### EJERCICIOS PROPUESTOS
**A)** Según el texto sobre los cristeros, ¿quién sucedió al general Gorostieta al frente de la Guardia Nacional?
**B)** Prosigue el texto sobre los cristeros a partir de su última oración.

### TEXTO

Los mártires de México
“Qué fácil es ser bueno y héroe cuando tú no tienes que dar tu vida…
pero cuando tú tienes que entregar tu vida… ¡ahí te quiero ver!”
(Cristero Anónimo).
La epopeya de los cristeros que iban a la muerte con el grito de ¡Viva
Cristo Rey! Tuvo su apogeo entre los años 1926 y 1929.
Los cristeros no eran revolucionarios, ni bandoleros, ni asaltantes del
tipo que siguieron a Pancho Villa durante la Revolución mexicana, quienes
cometieron infinidad de atropellos contra el pueblo. Los Cristeros eran hombres
sencillos, campesinos en su mayoría, aunque también participaron jóvenes
procedentes de las ciudades.
Todos ellos eran católicos fervientes y sinceros, amantes de la patria,
defensores de los derechos de Cristo y de su Iglesia, como no los ha conocido
México. No se admitía a ninguno que no tuviera la intención de luchar sólo por
la defensa de la fe y nunca por motivos turbios, como el deseo de vengarse de
sus enemigos o de robar.
La Santa Misa era, sobre todo, lo más apreciado por los cristeros.
Cuando era posible el Santísimo Sacramento estaba expuesto, y los soldados por
grupos de 15 o 20, practicaban la adoración perpetua. La comunión frecuente era
la regla. Los cánticos y el Rosario acompañaban todos los instantes de la vida,
en la marcha o en el campamento. Rezaban colectivamente el Rosario, de rodillas
y cantando himnos a la Santísima Virgen o a Cristo, entre las decenas. Ni
después de las fatigas de una batalla, con saldo de muertos y heridos, ni
siquiera después del abatimiento y cansancio tremendo de una huida ante un
enemigo; ni aun en las altas cimas de las montañas bajo un frío que helaba,
como en el caso de los cristeros del volcán de Colima. Ni aun teniendo de
frente al enemigo, cuando se pasaba la
noche tras la trinchera, se dejaba de rezar el Rosario en honor de la Santísima
Virgen María para implorar su auxilio y protección.
De su fe cristiana sacaban los cristeros toda su abnegación y valor para
la guerra. No eran unos valientes a pesar de ser unos hombres piadosos, sino que
más bien como eran piadosos, eran valientes.
Un 2 de Junio pero de 1929 con el grito de ¡Viva Cristo Rey! Moría como
héroe cristiano el General Gorostieta. Fue sorprendido con 15 de sus oficiales
por un regimiento de federales callistas. La lucha era imposible. Uno de sus
oficiales le preguntó: -¿Qué hacemos mi
general? -¡Pelear como valientes y morir como hombres! Contestó. Cuando se supo
la noticia de su muerte, todos los Cristeros lo lloraron como a un padre. Le
sucedió al frente de la Guardia Nacional
el general Jesús Degollado Guízar.

### DATOS
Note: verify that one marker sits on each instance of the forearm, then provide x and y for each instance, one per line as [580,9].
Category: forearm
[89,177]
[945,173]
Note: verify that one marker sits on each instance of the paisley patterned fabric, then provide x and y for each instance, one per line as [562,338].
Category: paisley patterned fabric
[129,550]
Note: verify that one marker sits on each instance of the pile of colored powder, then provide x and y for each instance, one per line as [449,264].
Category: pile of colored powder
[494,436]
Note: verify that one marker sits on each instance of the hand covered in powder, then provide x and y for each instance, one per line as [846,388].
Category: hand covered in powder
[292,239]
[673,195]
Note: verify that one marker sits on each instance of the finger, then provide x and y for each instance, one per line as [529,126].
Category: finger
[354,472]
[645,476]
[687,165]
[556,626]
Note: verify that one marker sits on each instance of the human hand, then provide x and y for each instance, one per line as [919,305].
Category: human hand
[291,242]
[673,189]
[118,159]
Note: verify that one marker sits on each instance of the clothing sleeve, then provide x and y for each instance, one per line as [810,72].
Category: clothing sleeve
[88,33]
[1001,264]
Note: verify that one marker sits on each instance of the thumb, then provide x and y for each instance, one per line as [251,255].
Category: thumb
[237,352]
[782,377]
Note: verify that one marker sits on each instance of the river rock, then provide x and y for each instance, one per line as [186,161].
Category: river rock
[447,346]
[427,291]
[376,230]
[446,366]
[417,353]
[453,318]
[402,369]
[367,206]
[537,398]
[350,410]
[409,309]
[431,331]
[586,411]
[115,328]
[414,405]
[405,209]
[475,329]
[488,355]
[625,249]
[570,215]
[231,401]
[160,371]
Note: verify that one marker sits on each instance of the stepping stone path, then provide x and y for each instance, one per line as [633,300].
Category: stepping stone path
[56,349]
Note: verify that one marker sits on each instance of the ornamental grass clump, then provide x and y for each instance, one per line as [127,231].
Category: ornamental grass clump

### RESPUESTAS POR EJERCICIO
**A)** El general Jesús Degollado Guízar.

**B)**
El general Jesús Degollado atribuía sus victorias militares a una
especial protección de Cristo Rey y de
Santísima Virgen. Contaba con un ejército muy inferior en efectivos al de los
federales, pero muy superior en moral y motivación.
“No olvidemos que somos
soldados de Cristo, gracia y honor que Él nos concede sin merecerlo, y que no
podemos deshonrar la causa que defendemos con ningún proceder indigno de cristianos. Somos los
cruzados del siglo XX. Cristo mismo nos ha reclutado para sus filas. El triunfo
hemos de comprarlo con nuestros sufrimientos, con nuestras lágrimas, con nuestra
sangre. Vamos a formar una sola familia. El jefe y el Padre es Cristo Rey; María de Guadalupe es nuestra
Madre común. Todos nosotros, de hoy en adelante seremos hermanos”.
He aquí un ejemplo.
José Luis Sánchez del Río pidió permiso a sus padres para alistarse como
soldado. Su madre trató de disuadirlo, pero él le dijo: -“Mamá, nunca había
sido tan fácil ganarse el cielo como ahora, y no quiero perderme la ocasión”.
Se entrevistó con el General Cristero Prudencio Mendoza. Le dijo que si
no podía cargar el fusil, podía ayudar a los soldados con las espuelas,
engrasaría las armas, prepararía la comida y cuidaría los caballos. El General
lo admitió.
En el campamento se ganó el cariño de sus compañeros que lo apodaron
“Tarcisio”. Su alegría endulzaba los momentos tristes de los cristeros y todos
admiraban su gallardía y valor. Por la noche dirigía el santo Rosario y animaba
a la tropa a defender su fe.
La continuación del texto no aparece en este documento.